» Recorded data
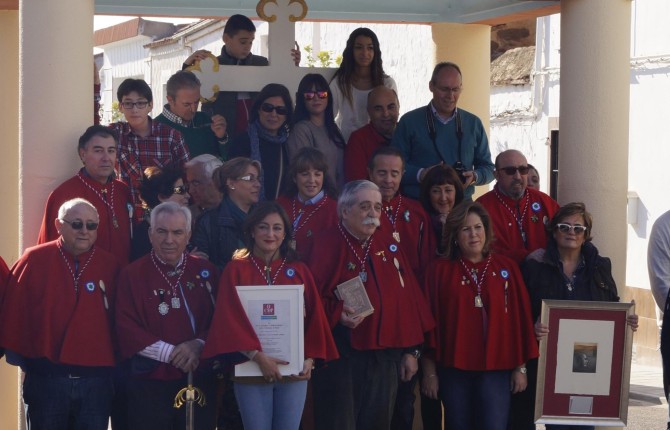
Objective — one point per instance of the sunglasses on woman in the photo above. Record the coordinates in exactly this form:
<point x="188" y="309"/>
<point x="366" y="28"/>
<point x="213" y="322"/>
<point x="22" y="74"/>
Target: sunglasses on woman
<point x="565" y="228"/>
<point x="78" y="225"/>
<point x="310" y="95"/>
<point x="511" y="171"/>
<point x="267" y="107"/>
<point x="179" y="190"/>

» Goal
Can you return the records above word for word, with every line unchanged, but without the pictures?

» Reply to the exercise
Objective — one point per instance of the sunglasses on woman in the photo above. Record the coordinates in exactly this form:
<point x="188" y="309"/>
<point x="366" y="28"/>
<point x="213" y="322"/>
<point x="22" y="74"/>
Target: sunglasses on woman
<point x="565" y="228"/>
<point x="78" y="225"/>
<point x="310" y="95"/>
<point x="511" y="171"/>
<point x="267" y="107"/>
<point x="179" y="190"/>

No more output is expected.